What you will do
Pick out every line in the listing below that contains the word "skin", and copy each of those lines. Case matters.
═══ Dataset excerpts
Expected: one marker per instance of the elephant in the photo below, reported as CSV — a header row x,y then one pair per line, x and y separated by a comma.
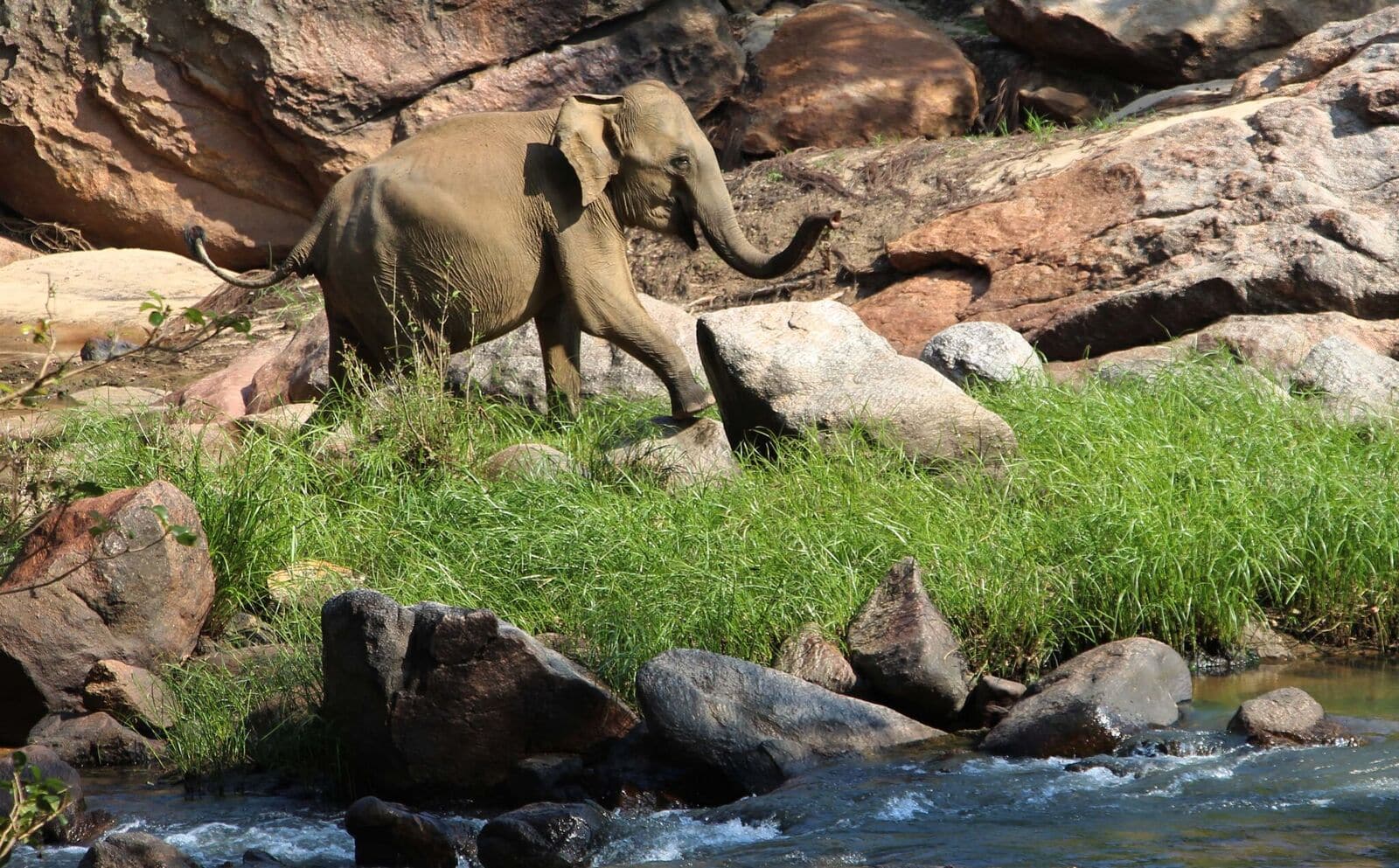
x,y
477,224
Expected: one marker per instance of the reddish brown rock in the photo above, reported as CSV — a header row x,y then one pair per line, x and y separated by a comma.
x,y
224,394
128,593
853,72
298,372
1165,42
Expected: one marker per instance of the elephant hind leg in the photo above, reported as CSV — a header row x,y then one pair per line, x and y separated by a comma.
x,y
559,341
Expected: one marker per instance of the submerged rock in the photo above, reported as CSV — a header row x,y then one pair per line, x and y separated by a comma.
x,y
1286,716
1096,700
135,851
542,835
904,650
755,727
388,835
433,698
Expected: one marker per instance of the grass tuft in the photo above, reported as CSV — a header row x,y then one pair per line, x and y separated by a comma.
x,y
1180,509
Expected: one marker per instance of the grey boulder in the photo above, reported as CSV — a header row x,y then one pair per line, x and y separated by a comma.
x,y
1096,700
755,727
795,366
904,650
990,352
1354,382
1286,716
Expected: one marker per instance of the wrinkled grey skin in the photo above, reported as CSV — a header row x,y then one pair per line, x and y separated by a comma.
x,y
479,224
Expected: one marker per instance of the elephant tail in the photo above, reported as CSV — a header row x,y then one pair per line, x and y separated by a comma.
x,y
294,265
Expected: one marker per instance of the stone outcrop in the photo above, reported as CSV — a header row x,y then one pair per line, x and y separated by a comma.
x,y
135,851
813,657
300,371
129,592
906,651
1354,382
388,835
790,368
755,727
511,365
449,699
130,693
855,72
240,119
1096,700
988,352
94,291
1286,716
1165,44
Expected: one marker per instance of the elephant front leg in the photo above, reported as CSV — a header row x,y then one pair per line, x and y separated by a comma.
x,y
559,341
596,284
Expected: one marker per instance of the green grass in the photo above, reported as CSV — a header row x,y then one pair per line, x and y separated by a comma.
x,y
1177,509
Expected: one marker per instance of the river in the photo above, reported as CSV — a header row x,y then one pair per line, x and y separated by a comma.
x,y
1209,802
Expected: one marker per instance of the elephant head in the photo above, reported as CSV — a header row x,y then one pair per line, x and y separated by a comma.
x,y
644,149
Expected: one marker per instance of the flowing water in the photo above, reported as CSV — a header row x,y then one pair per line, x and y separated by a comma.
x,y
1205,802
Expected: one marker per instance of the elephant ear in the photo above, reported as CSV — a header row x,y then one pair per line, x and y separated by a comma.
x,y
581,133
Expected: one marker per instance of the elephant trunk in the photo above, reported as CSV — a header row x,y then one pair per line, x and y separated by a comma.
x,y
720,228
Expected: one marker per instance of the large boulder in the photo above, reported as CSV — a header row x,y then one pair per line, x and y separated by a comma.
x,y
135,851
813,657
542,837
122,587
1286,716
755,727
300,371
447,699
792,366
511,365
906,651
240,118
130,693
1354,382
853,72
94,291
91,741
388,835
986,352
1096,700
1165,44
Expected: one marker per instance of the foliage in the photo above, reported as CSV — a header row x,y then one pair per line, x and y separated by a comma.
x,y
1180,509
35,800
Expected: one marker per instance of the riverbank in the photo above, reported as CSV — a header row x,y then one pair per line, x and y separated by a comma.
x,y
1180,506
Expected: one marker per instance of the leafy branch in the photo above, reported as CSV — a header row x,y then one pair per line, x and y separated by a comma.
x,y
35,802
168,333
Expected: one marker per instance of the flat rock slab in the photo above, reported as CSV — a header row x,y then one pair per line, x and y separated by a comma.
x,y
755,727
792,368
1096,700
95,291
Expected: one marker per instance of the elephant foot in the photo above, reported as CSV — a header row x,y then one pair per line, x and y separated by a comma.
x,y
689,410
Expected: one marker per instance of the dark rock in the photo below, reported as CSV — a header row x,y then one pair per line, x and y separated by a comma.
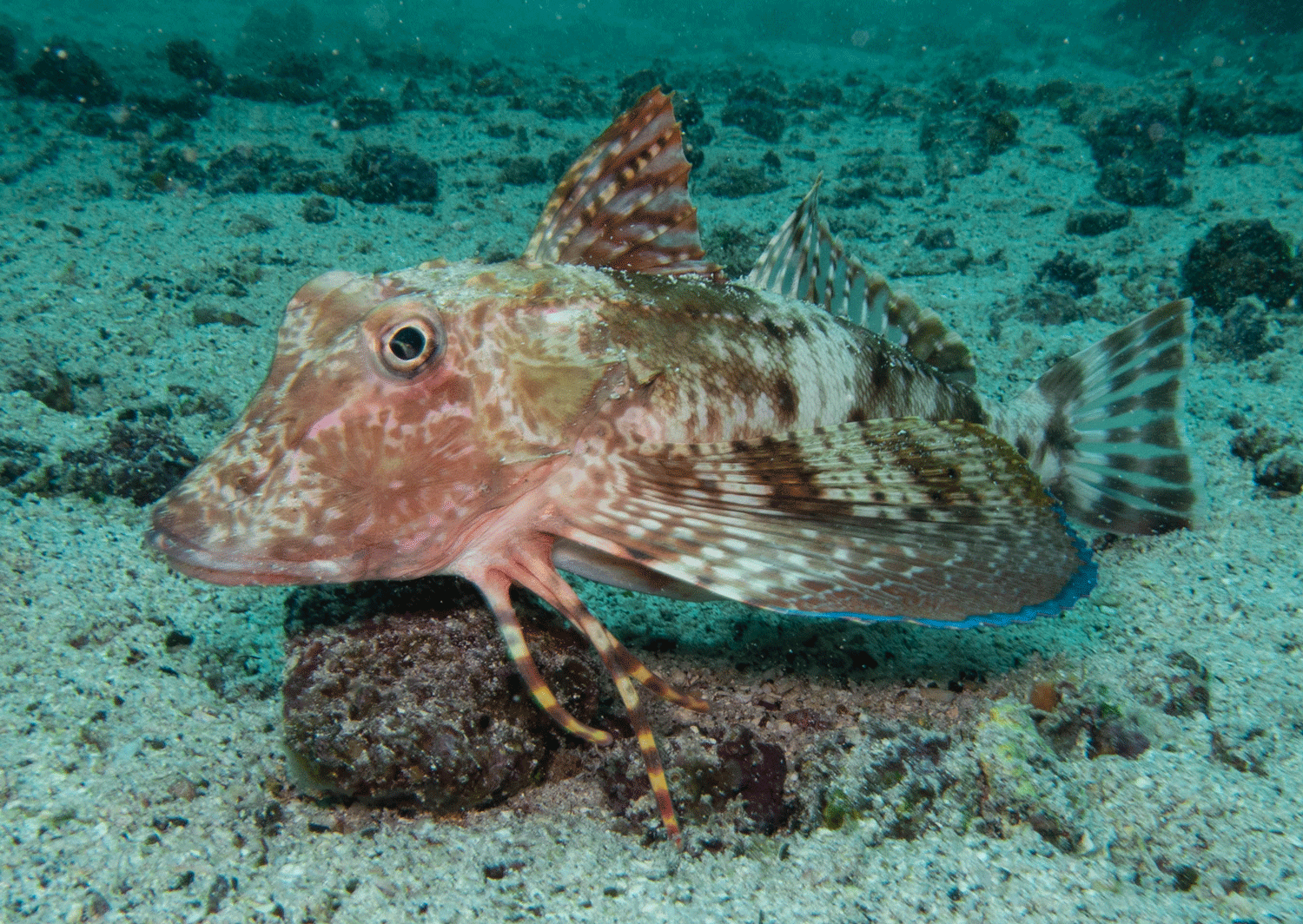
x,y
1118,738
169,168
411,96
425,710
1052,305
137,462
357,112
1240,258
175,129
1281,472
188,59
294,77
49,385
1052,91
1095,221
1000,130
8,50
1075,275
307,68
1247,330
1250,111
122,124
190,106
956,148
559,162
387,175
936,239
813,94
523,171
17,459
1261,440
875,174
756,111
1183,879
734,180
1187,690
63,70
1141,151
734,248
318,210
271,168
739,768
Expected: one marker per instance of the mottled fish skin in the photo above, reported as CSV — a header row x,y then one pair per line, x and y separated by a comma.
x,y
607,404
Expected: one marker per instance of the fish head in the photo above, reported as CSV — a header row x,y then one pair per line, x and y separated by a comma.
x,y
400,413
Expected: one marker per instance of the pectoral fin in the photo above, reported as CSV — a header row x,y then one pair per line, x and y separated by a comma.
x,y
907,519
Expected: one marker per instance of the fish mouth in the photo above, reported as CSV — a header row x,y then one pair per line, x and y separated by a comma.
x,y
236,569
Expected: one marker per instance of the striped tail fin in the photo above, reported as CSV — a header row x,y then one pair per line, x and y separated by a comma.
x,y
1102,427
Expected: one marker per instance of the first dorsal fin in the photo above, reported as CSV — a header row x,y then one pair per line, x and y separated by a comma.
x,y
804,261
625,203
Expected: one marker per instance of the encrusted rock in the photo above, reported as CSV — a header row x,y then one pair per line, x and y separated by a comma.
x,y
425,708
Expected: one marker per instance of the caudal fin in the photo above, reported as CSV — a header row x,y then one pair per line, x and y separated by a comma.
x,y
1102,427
══════
═══ Dataset excerpts
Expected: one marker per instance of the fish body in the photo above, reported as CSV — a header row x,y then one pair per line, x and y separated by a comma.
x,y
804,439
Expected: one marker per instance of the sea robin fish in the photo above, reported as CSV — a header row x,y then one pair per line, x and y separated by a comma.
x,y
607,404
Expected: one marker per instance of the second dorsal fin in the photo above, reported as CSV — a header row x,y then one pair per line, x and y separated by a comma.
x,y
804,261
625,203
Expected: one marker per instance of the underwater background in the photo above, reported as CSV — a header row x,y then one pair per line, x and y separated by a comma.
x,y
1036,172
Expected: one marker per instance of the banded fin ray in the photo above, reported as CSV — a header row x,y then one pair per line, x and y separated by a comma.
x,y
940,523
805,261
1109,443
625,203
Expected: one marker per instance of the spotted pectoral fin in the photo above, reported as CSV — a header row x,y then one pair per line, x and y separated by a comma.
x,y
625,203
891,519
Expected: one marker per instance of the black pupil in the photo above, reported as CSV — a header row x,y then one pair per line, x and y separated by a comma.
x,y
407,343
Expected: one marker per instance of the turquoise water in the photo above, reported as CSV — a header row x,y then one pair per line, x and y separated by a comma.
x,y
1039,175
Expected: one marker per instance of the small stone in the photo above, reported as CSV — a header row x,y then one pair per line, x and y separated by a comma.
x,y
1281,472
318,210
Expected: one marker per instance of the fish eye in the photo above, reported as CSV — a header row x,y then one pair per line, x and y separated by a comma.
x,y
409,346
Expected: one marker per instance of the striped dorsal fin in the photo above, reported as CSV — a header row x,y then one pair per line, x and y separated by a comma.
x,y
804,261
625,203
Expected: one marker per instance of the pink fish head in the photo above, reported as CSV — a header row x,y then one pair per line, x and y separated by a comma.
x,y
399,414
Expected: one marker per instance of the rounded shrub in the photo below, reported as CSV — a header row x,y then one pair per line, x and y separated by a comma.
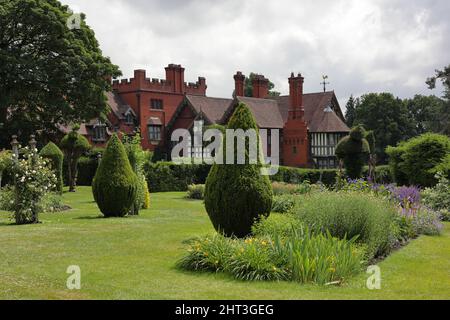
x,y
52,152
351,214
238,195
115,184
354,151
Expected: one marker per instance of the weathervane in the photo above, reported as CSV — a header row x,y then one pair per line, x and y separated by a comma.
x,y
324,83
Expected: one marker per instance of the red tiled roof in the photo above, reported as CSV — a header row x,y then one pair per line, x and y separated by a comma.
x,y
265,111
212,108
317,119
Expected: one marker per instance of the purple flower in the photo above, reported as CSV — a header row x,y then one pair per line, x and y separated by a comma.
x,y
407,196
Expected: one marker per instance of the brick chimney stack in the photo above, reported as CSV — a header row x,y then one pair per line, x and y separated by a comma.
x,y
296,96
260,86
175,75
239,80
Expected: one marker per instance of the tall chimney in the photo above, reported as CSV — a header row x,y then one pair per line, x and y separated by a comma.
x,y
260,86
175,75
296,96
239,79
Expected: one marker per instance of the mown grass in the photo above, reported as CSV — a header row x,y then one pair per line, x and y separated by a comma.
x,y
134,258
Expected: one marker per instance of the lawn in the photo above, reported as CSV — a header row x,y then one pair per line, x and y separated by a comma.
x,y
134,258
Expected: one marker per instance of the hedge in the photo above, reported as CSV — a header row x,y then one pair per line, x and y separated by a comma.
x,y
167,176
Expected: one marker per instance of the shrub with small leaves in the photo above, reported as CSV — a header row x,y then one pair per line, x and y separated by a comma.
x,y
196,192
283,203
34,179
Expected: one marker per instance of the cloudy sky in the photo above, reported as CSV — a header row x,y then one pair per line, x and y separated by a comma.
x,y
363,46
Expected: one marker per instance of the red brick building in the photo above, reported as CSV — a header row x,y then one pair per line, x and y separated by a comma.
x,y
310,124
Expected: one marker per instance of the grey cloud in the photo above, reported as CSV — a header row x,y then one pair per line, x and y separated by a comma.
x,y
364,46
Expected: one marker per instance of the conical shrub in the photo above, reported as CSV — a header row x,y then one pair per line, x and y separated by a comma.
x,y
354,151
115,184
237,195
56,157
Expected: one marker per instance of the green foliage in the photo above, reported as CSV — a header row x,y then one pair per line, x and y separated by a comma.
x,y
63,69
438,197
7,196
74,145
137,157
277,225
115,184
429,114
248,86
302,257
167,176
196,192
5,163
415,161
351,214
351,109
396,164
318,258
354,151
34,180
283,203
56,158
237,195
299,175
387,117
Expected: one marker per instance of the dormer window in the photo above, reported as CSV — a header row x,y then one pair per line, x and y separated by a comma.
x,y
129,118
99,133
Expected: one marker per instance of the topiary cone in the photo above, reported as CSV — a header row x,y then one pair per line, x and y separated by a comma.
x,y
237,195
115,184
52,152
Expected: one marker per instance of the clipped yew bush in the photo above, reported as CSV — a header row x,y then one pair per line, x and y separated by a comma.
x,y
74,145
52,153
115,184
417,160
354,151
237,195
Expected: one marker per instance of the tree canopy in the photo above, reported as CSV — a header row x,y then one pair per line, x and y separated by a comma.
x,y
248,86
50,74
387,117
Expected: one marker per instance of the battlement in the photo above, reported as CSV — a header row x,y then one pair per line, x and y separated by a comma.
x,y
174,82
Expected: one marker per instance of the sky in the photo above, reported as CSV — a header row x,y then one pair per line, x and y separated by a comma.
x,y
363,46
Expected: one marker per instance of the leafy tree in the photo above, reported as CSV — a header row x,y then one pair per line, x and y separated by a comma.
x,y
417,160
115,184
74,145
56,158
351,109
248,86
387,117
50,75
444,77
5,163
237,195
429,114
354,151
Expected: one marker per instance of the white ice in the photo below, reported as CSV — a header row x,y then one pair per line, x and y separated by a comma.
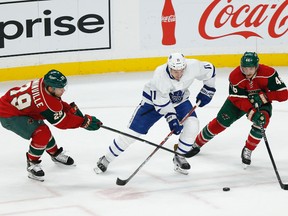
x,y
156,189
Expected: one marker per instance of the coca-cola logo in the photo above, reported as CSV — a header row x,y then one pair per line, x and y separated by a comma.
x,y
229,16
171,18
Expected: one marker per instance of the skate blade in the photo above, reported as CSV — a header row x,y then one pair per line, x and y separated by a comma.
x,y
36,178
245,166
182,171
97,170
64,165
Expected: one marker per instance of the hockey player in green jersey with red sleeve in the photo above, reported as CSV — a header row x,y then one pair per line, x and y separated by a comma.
══════
Written solution
Expected: one marker per instance of the wrinkled grey skin in the photo above, reported as CSV — a header row x,y then one pair per line, x and y separated by a comma.
Expected: one marker per instance of the mottled fish skin in the photo above, reported as CSV — a header row x,y then one pair per line, x and y separated by a comma.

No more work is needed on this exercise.